Bull market.

AuthorBronikowski, Lynn
PositionD&L Meat Co. in Ovid, Colorado

Call 'em nuts.

Nine women gather each Tuesday and Wednesday at D&L Meat Co. in tiny Ovid, to uh, welt - to put it as delicately as possible, skin, slice, tenderize and batter the south side of a bull.

Yes, Rocky Mountain Oysters - swinging steaks or bull fries as they are more generically known - are turned out by the hundreds of thousands at the small meat processing plant Don and Linda Koester founded 23 years ago.

"We love it; it's fun; we like each other, and we're all buddies," said Peggy Reutzel, who's been working in what she calls the "nut room" at D&L for nine years. "Besides, we can take our frustrations out on men on these - just slice 'em up."

Two days a week, the women work briskly behind a glass window near the entrance to the D&L plant, standing around a table in rubber boots, lab coats and hairnets. For eight hours a day they prepare the oysters, bread them in cornmeal and place them in boxes where they are shipped out frozen. They work hard, most days filing 250 10-pound boxes.
# # # # # # #
Set problem 1:
Reproduce the article on Rocky Mountain Oysters word for word, from "Call 'em nuts." up to and including "23 years ago.".

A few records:
# # # # # # #
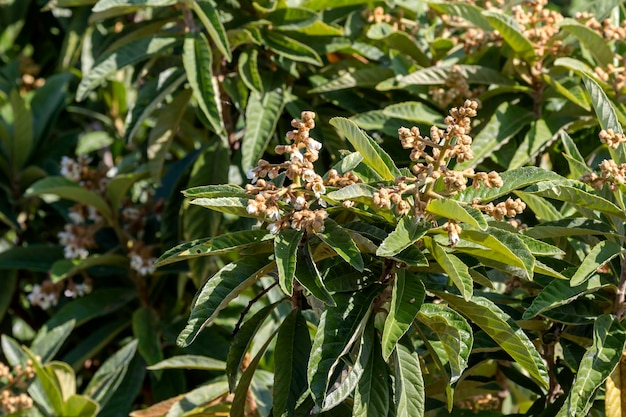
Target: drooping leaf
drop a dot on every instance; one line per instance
(339, 328)
(219, 290)
(373, 155)
(293, 344)
(407, 232)
(501, 328)
(454, 333)
(285, 250)
(596, 365)
(407, 298)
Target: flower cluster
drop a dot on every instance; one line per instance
(292, 206)
(15, 382)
# # # # # # #
Set problem 2:
Write out the whole listing above again with every "drop a dot" changed to "place a mark" and nothing else altered. Leave the pictures out of your answer.

Correct answer 1:
Call 'em nuts.

Nine women gather each Tuesday and Wednesday at D&L Meat Co. in tiny Ovid, to uh, welt - to put it as delicately as possible, skin, slice, tenderize and batter the south side of a bull.

Yes, Rocky Mountain Oysters - swinging steaks or bull fries as they are more generically known - are turned out by the hundreds of thousands at the small meat processing plant Don and Linda Koester founded 23 years ago.

Correct answer 2:
Target: drooping leaf
place a mark on every instance; one line per instance
(339, 328)
(219, 290)
(373, 155)
(293, 344)
(407, 232)
(501, 328)
(454, 333)
(285, 250)
(596, 365)
(407, 298)
Target: flower cluster
place a mark on every instance; one line per instance
(292, 206)
(15, 382)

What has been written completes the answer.